### WHAT YOU WILL DO
With pictures removed, output every record below exactly as written.

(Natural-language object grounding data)
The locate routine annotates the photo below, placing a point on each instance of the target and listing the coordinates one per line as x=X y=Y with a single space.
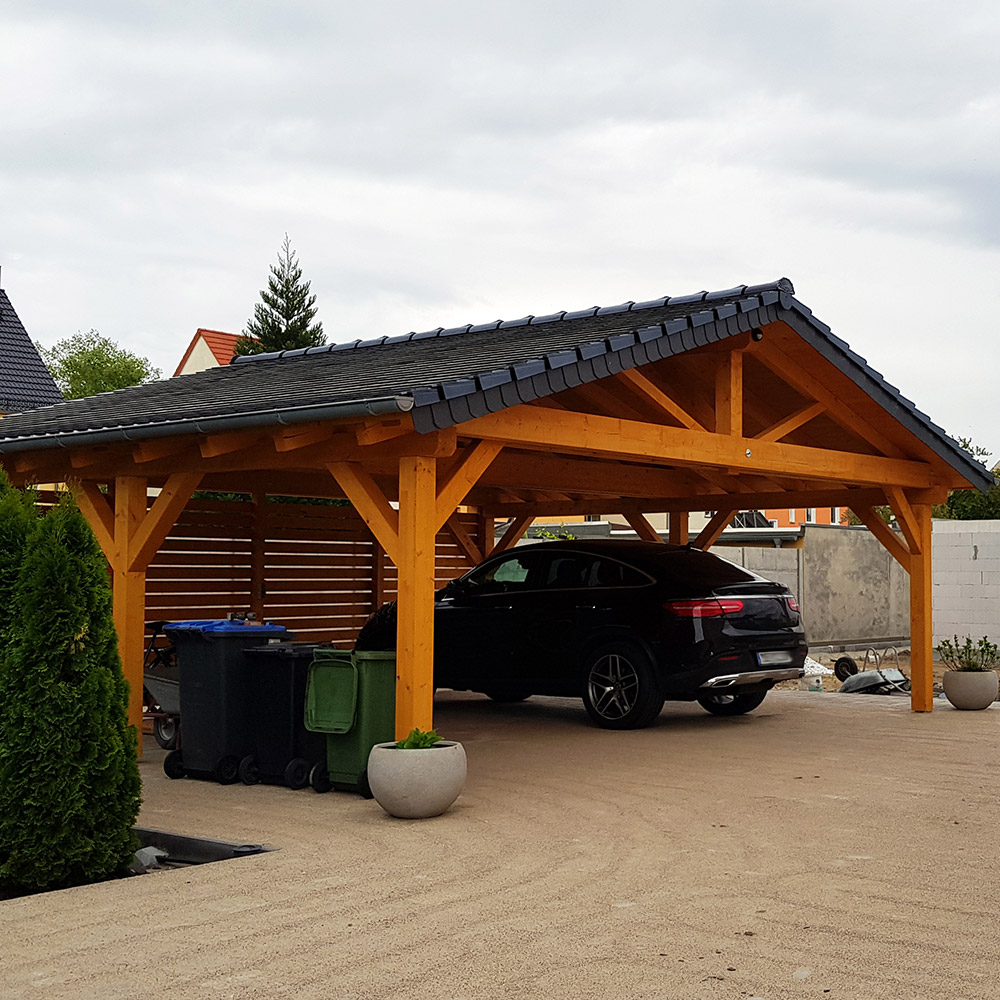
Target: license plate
x=771 y=659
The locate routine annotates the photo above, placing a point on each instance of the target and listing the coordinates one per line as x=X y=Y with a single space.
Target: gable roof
x=25 y=382
x=446 y=376
x=220 y=344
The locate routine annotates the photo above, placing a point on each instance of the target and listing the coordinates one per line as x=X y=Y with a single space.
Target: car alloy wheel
x=621 y=690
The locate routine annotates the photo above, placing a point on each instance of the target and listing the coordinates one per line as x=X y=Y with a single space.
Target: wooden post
x=921 y=614
x=485 y=533
x=415 y=627
x=129 y=604
x=678 y=532
x=258 y=585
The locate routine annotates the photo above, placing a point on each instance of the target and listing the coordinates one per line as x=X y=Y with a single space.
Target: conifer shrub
x=69 y=779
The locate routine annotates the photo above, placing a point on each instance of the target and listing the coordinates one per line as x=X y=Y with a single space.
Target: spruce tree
x=69 y=779
x=283 y=319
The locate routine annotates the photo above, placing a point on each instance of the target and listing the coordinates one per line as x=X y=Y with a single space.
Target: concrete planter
x=971 y=690
x=416 y=784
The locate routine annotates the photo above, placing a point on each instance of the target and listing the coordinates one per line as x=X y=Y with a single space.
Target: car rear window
x=700 y=570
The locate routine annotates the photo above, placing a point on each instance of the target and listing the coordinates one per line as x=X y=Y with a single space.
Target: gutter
x=211 y=425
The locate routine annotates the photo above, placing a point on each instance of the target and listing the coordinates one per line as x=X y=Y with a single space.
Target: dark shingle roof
x=25 y=382
x=447 y=376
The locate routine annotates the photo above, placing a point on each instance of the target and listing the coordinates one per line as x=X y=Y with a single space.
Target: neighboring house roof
x=208 y=349
x=446 y=376
x=25 y=382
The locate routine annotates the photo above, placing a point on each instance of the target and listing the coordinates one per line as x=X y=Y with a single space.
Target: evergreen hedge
x=69 y=777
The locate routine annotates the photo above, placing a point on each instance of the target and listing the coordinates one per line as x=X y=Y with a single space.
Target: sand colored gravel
x=826 y=846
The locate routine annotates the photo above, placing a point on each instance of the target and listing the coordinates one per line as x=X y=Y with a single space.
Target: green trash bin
x=351 y=696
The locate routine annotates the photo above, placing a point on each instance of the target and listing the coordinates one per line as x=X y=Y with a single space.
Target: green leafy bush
x=69 y=779
x=419 y=740
x=969 y=656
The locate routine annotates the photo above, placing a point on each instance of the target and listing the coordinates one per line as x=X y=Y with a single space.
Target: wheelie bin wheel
x=173 y=765
x=319 y=778
x=165 y=731
x=227 y=770
x=249 y=771
x=297 y=773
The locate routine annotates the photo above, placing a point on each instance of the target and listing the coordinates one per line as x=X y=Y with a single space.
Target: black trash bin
x=214 y=696
x=284 y=750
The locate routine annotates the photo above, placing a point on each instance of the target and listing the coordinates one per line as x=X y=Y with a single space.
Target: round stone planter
x=415 y=784
x=971 y=690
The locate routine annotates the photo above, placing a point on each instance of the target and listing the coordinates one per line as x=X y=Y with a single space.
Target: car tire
x=845 y=667
x=620 y=689
x=731 y=704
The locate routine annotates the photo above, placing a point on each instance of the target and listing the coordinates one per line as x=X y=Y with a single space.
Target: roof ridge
x=782 y=286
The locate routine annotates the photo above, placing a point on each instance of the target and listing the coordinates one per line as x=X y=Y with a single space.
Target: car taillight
x=712 y=608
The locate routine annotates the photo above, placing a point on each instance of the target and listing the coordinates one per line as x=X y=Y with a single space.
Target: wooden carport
x=717 y=401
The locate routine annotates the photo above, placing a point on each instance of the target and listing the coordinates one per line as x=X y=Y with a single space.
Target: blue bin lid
x=223 y=625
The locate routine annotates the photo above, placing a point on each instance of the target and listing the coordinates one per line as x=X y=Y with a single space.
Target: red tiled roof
x=220 y=344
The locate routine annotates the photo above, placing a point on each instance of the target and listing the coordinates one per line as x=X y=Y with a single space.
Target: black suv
x=624 y=624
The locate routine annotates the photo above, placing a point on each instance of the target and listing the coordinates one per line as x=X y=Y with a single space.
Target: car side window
x=500 y=577
x=567 y=572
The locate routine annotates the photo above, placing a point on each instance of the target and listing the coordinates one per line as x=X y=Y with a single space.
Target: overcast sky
x=444 y=163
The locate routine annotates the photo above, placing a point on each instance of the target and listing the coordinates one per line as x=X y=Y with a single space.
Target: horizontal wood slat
x=318 y=566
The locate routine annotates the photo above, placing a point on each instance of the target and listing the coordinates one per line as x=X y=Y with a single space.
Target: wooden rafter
x=729 y=395
x=787 y=369
x=791 y=423
x=658 y=398
x=890 y=540
x=709 y=535
x=642 y=527
x=624 y=439
x=464 y=540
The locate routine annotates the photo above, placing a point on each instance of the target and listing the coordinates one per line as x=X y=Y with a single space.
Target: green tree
x=69 y=779
x=283 y=319
x=88 y=363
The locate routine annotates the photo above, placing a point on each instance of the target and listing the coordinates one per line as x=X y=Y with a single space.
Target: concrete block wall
x=966 y=561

### ANSWER TO THIS EXERCISE
The locate routine annotates the photo below, placing a point on each instance of the target and listing the coordinates one per line as x=X y=Y with a single space.
Target: license plate
x=771 y=659
The locate routine annotates the photo above, placing a point on each instance of the target and listing the coordinates one per line as x=X y=Y with a single space.
Target: gable roof
x=25 y=382
x=446 y=376
x=220 y=344
The locate routine annotates the photo above, placing a point on each instance of the target and listing the coordinates one per line as x=X y=Y with a single space.
Target: car alloy wheel
x=621 y=690
The locate routine annotates the photo above, placing a point on each instance of the target and listing the coordinates one per line as x=X y=Y with a single space.
Target: wooden post
x=921 y=614
x=485 y=533
x=415 y=627
x=129 y=604
x=678 y=532
x=258 y=585
The locate routine annotates the photo above, placing a point on each instance of the target and listing the coordinates one per line as x=X y=Y with a single space.
Target: conifer shrub
x=69 y=779
The locate routine annotates the photo above, placing a point on each instance of the target and listing the coordinates one per line as x=X y=Y with a single space.
Target: spruce tree
x=69 y=779
x=283 y=319
The locate routine annotates the photo above, placing a point on each instance of the target and listing the coordinates one per line as x=X y=Y with a single space.
Target: concrete planter
x=971 y=690
x=416 y=784
The locate routine annotates the photo above, placing a point on each instance of the target and listing the coordinates one per line as x=X y=Y with a single space.
Target: car rear window
x=700 y=570
The locate routine annotates the photo above, placing a point on each instance of the target and listing the coordinates one per line as x=X y=Y with a single space.
Target: gutter
x=211 y=425
The locate routine annotates the photo above, placing a point on each instance of the target and listing the coordinates one per line as x=X y=Y with a single space.
Target: dark shingle roof
x=25 y=382
x=447 y=376
The locate routine annotates the photo above, placing a point on each instance of the target and listing the coordinates one per line as x=X y=Y with a single space.
Target: neighboring house roof
x=208 y=349
x=446 y=376
x=25 y=382
The locate routine annotates the photo above, placing a point on each instance of the target and listing the coordinates one per line as x=X y=Y with a single space.
Target: evergreen hedge
x=69 y=777
The locate routine annotates the photo above, placing a point on each instance of the target and listing the coordinates one per line as x=X y=Y with a single space.
Target: sand colored gravel
x=826 y=846
The locate routine annotates the photo above, placing a point on each instance of the target and listing the coordinates one per line as x=X y=Y with a single space.
Target: green trash bin
x=351 y=696
The locate routine annotates the photo above, placing a point on each instance of the target and listing the coordinates one per line as x=X y=Y with a single space.
Target: green leafy bush
x=69 y=779
x=419 y=740
x=969 y=656
The locate routine annotates the photo above, placing a point on each instance of the target and listing the coordinates one per line as x=X y=Y with a single space.
Target: wheelie bin wheel
x=173 y=765
x=319 y=778
x=165 y=731
x=227 y=770
x=249 y=771
x=297 y=773
The locate routine annotates the photo above, placing a point on each instance of the target and listing the coordinates one per line as x=X y=Y with a single space.
Target: black trash bin
x=214 y=696
x=284 y=750
The locate routine annotates the photo above, placing a point on each instance of the target and listing the coordinates one per line as x=X y=Y with a single space.
Target: round stone planter
x=415 y=784
x=971 y=690
The locate routine annotates the photo above, placing a point on each instance of the target and listing the coordinates one per line as x=X y=Y with a single space.
Target: car tire
x=845 y=667
x=620 y=689
x=731 y=704
The locate routine annotates the photo above, placing a point on each instance of the target and listing the coordinates one per line as x=X y=Y with a single space.
Target: roof ridge
x=782 y=286
The locate routine annotates the photo above, placing a point on each instance of the target and listing the coordinates one per line as x=X y=Y with a single space.
Target: car taillight
x=712 y=608
The locate routine annotates the photo above, placing a point on each instance of the target and listing the coordinates one per line as x=X y=Y with a single space.
Target: wooden carport
x=717 y=401
The locate routine annotates the photo above, placing a point on each instance of the target and listing the coordinates one per line as x=X y=Y with a single space.
Target: blue bin lid
x=223 y=625
The locate routine annotates the photo above, placing a point on each instance of the target and listing the coordinates one per line as x=X y=Y with a single space.
Target: red tiled roof
x=220 y=344
The locate routine annotates the photo above, placing a point on each instance of the target and listing the coordinates one per line as x=X y=Y with a single space.
Target: black suv
x=624 y=624
The locate routine annotates the photo above, placing a point on each instance of the target and listing the coordinates one per line as x=X y=Y with a single space.
Target: car side window
x=500 y=577
x=567 y=572
The locate routine annotates the photo above, placing a point on each instance of the target and listing the coordinates one per line as x=X y=Y with a single space.
Target: overcast sky
x=444 y=163
The locate routine annotates the photo above, placing a point on each instance of the target and listing the coordinates one per line as x=X y=Y with a single space.
Target: horizontal wood slat
x=318 y=566
The locate routine annotates the photo above, placing a point on each instance of the target and listing the coordinates one per line as x=X y=Y with a single space.
Target: wooden rafter
x=729 y=395
x=787 y=369
x=791 y=423
x=658 y=398
x=890 y=540
x=709 y=535
x=642 y=527
x=624 y=439
x=464 y=540
The locate routine annotates the photo above, placing a point on each instance of the target and listing the coordinates one per line as x=X y=Y with a single space.
Target: green tree
x=69 y=779
x=283 y=319
x=88 y=363
The locate routine annotates the photo above, placing a point on each instance of the target and listing the coordinates one per line as x=X y=Y with a single space.
Target: concrete block wall
x=966 y=561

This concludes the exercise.